Prompt
Leaving out every picture, output the records below exactly as they are.

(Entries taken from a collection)
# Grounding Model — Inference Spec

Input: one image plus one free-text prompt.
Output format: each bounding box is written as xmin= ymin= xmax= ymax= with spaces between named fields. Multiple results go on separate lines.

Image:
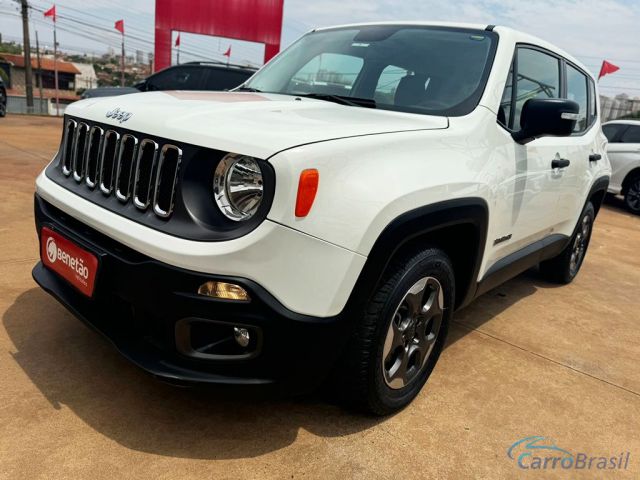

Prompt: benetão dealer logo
xmin=46 ymin=236 xmax=57 ymax=263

Answer to the exercise
# Grounding Model — Inference Spec

Input: one image plus one free-text prompt.
Output format: each bounding box is written as xmin= ymin= xmax= ymax= with spaces between named fields. Multiple results go on separate lines.

Image:

Prompt: benetão dealer logo
xmin=46 ymin=236 xmax=57 ymax=263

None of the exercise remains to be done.